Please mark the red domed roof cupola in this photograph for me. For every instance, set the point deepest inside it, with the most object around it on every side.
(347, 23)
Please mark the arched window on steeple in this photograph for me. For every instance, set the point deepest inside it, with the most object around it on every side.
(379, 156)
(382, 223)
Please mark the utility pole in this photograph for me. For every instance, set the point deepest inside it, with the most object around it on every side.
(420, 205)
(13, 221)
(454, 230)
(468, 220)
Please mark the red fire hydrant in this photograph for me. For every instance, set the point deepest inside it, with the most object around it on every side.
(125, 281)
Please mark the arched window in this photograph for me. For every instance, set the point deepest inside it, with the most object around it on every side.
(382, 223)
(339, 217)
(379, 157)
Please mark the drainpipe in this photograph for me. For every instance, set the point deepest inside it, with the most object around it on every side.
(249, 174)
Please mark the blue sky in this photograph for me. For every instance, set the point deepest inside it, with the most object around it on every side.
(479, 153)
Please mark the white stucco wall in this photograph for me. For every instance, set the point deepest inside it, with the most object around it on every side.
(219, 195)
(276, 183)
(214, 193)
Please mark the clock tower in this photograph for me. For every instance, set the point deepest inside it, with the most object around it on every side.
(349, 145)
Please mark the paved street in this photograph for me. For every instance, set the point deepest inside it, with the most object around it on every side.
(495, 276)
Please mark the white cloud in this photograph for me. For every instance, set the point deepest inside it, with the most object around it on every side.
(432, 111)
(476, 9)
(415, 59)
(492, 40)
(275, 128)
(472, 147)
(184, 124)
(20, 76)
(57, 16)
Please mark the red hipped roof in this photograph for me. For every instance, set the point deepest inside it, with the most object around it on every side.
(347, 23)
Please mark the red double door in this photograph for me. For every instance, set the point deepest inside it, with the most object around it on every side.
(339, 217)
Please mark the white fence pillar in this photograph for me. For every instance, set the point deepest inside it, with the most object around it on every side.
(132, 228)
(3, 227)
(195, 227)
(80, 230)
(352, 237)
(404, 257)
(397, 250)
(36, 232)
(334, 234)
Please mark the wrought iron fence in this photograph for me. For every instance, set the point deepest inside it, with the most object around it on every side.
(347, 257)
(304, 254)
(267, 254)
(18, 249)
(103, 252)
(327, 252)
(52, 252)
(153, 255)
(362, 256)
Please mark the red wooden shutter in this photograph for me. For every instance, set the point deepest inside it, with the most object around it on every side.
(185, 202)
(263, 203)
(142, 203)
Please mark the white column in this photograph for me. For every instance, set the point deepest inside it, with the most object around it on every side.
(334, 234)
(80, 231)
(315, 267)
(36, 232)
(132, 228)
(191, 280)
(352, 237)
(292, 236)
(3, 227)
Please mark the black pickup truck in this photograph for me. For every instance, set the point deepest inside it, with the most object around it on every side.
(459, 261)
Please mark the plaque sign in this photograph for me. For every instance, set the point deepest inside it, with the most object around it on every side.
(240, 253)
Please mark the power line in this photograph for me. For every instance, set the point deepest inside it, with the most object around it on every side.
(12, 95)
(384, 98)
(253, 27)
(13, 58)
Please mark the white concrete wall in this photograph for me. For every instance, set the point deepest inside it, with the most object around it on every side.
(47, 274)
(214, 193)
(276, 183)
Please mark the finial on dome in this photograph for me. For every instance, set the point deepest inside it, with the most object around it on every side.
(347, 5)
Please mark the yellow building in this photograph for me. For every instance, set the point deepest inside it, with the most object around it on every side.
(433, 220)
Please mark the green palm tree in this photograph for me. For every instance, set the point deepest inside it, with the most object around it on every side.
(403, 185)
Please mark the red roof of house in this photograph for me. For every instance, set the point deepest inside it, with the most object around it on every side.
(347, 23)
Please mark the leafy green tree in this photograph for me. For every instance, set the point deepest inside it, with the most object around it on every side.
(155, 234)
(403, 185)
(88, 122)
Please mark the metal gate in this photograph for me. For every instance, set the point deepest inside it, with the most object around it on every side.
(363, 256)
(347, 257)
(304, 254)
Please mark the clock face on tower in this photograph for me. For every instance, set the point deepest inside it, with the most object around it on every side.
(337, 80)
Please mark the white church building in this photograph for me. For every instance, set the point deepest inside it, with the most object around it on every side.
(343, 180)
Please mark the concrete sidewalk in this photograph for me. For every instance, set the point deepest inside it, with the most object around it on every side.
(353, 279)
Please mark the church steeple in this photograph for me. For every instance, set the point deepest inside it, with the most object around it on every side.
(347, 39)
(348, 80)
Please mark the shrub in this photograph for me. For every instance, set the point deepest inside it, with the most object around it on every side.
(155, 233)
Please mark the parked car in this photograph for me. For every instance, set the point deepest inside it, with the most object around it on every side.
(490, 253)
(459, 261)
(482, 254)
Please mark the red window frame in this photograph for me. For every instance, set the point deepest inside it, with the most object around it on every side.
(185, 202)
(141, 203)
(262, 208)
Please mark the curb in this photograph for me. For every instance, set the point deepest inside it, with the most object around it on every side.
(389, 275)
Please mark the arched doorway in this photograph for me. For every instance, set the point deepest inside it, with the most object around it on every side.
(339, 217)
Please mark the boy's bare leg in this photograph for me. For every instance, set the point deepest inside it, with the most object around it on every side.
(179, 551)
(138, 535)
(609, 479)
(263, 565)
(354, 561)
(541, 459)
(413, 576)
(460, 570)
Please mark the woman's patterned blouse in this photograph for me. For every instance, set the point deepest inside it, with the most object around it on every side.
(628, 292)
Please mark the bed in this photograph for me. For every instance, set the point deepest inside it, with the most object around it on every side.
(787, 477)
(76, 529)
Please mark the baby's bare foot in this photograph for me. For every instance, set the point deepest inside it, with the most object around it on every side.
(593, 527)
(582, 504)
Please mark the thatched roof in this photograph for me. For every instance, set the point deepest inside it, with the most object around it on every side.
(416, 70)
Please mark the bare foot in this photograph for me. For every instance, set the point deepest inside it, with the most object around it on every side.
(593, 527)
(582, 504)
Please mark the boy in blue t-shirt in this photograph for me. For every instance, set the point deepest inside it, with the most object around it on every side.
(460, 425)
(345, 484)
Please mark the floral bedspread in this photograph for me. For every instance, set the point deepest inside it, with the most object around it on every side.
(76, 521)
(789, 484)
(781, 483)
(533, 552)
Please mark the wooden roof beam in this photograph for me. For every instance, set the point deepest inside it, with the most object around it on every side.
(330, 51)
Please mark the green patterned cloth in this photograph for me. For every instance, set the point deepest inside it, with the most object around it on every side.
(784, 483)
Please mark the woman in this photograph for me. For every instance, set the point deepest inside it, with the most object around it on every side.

> _The task_:
Take the data above and return it exactly.

> _Worked solution_:
Please mark the red domed roof cupola in this photograph for me. For every instance, set the point deepest inside it, with the most object around it on every side.
(347, 23)
Please mark the arched window on steeple in this photograph for me. For every instance, set the point deepest inside it, with the most object around it on every side.
(379, 156)
(382, 223)
Please mark the utility pole in this photograph for me. For every instance, set the point deepest inside it, with the most object around it on every side.
(420, 205)
(13, 221)
(454, 230)
(468, 220)
Please mark the red fire hydrant in this photograph for me. For every instance, set the point deepest inside it, with the most object around it on every side.
(125, 281)
Please mark the arched window in this photograph for me. For every instance, set the point deepest inside it, with the most object around it on every side.
(382, 223)
(339, 217)
(379, 157)
Please mark the drainpipe in this photograph for me. For every instance, set the point deepest inside it, with the most object around it on every side.
(249, 174)
Please mark the blue sky in this photograph for me. For every instance, set the point deepest inside it, with the most object around it on every side.
(479, 153)
Please mark the white stucco wall in this photograph for me. For every instance, set the point deepest inside it, with the most object around it on every side.
(219, 195)
(276, 183)
(214, 193)
Please mark the clock tower in this photograph for me. For every instance, set the point deepest inside it, with the most object around it on every side.
(349, 145)
Please mark the paved street in this photograph for me. For every instance, set the point deepest inside it, with the most object around it on every side.
(495, 276)
Please mark the white cloud in this photograph for me. For every instance, set the point deepest inside it, with the most object around it on every side.
(432, 111)
(476, 9)
(415, 59)
(492, 40)
(275, 128)
(472, 147)
(184, 124)
(20, 76)
(57, 16)
Please mark the red hipped roof in this photograph for me. For every instance, set the point deepest inside it, with the most object around it on every side.
(347, 23)
Please mark the red double door in this photograph for me. For every instance, set the point deepest inside it, with the most object around it on every side.
(339, 217)
Please mark the white fence pillar in this photograph for me. For every instance, set the point deepest inside it, with the most object around it on every side.
(132, 228)
(3, 227)
(195, 227)
(80, 230)
(352, 237)
(404, 257)
(397, 250)
(36, 232)
(334, 234)
Please mark the wrought iron fence in this photograph for me. For every instance, set the point deepest inside it, with the most object around it on every side.
(347, 257)
(304, 254)
(267, 254)
(18, 249)
(103, 252)
(327, 252)
(52, 252)
(153, 255)
(362, 256)
Please mark the red wooden shutter in this photograph for me. For every instance, set the point deepest inside it, with the most object around it on every side.
(185, 202)
(263, 203)
(142, 203)
Please mark the white column in this photograph for me. For every instance, set the point deepest inside it, with the most object around it on every side.
(334, 234)
(80, 231)
(315, 267)
(36, 232)
(132, 228)
(191, 280)
(352, 237)
(292, 236)
(3, 227)
Please mark the black pickup truck in this photograph for me. For every instance, set the point deepest inside it, with the most object around it on every side.
(459, 261)
Please mark the plaque sign in this photograph for me. For every instance, set the point deepest inside it, with the most object around it on every side.
(240, 253)
Please mark the power line in this photograph for me. For every instance, set the point deepest inside it, with the most object around it on every side.
(12, 95)
(384, 98)
(253, 27)
(13, 58)
Please mark the white concrete wall in this photograph for me. For every instance, set the point deepest inside it, with the most object around it on every side.
(47, 274)
(214, 193)
(276, 183)
Please mark the finial on dome in this photograph for me. For every instance, set the point deepest inside it, with the most object around it on every side.
(347, 5)
Please mark the yellow building in this photograph for me. For every instance, set the point deepest inside it, with the most object around it on every side.
(433, 220)
Please mark the green palm tree in this photograph for me. For every instance, set the point deepest inside it, with the most object around it on every side.
(403, 185)
Please mark the red roof of house in this photograph for me. For every instance, set the point deepest inside it, with the most object around it on every side.
(347, 23)
Please mark the leafy green tree in this photograph for me. For every instance, set the point deepest inside it, with the most object around it on every side.
(155, 234)
(403, 185)
(88, 122)
Please mark the metal gate in this photograph for me. For every instance, set the point deepest inside it, with the most object around it on every side.
(363, 256)
(347, 257)
(304, 254)
Please mark the clock face on tower in this photograph for me. For every instance, set the point deepest inside it, with the most object around it on every side.
(337, 80)
Please mark the white church building in this photograph for me. For every instance, set the point deepest inside it, with the most object around it on every side.
(343, 180)
Please mark the concrete sidewalk in this photograph for me. For every instance, set the point deepest inside it, with the most object around it on every side.
(353, 279)
Please mark the church steeple in this photograph for me. For every instance, set the point deepest inside it, with the most object around it on every side.
(347, 39)
(348, 80)
Please mark the shrub in this photograph for me. For every instance, set the point deepest inside it, with the most object around it on every side.
(155, 233)
Please mark the parked car in this photograph for me. For every instance, set the point deepest inside it, with the most object around it on every side.
(490, 253)
(459, 261)
(482, 254)
Please mark the red window frame in this photograph for me. For every instance, set the point deepest inside it, with the most object around it on every side.
(185, 202)
(141, 203)
(262, 208)
Please mark the curb in this photograph for me. For every instance, set the point deepest inside it, with the most object around it on every side.
(389, 275)
Please mark the arched doorway in this photograph for me. For every instance, set the point deepest inside it, with the most object around it on every side.
(339, 217)
Please mark the boy's bare leg in this photograph for me. For every instance, set the point deepest inside it, with the most object around it on every side.
(179, 551)
(138, 535)
(609, 479)
(263, 565)
(354, 561)
(541, 459)
(413, 576)
(460, 570)
Please mark the woman's patterned blouse in this photograph for me. For every instance, set the point deepest inside it, with the most object around it on every side.
(628, 292)
Please mark the bed in this photograph for me. For every instance, set the point deepest inside it, with the most object around it on every side.
(787, 477)
(76, 529)
Please mark the baby's bare foot in this photograph for me. For every instance, set the point deepest inside it, with the most object around it on every side.
(593, 527)
(582, 504)
Please mark the thatched roof in this photograph for me. For every instance, set the point deepest inside it, with the most object around it on every side.
(416, 70)
Please mark the bare foot in this photograph for me. For every instance, set the point deepest inside it, with the most object around it on every side.
(593, 527)
(582, 504)
Please mark the boy in blue t-shirt in this photograph for me. For every instance, set the point deepest inside it, with the most object around it on every side.
(460, 425)
(345, 484)
Please mark the floral bedspread in this photograph for me. For every instance, set the point deepest inside it, with the most object around it on every side.
(76, 521)
(789, 484)
(781, 483)
(533, 552)
Please mark the wooden roof beam in this photograph for me. For every instance, set the point deepest inside it, with the most object around it on every side.
(330, 51)
Please mark the green patterned cloth in this photograph for me. For every instance, set the point deepest inside it, with the most object around it on every side.
(784, 483)
Please mark the woman in this photograph for me. For every instance, set the point deepest inside it, with the most object around it on every side.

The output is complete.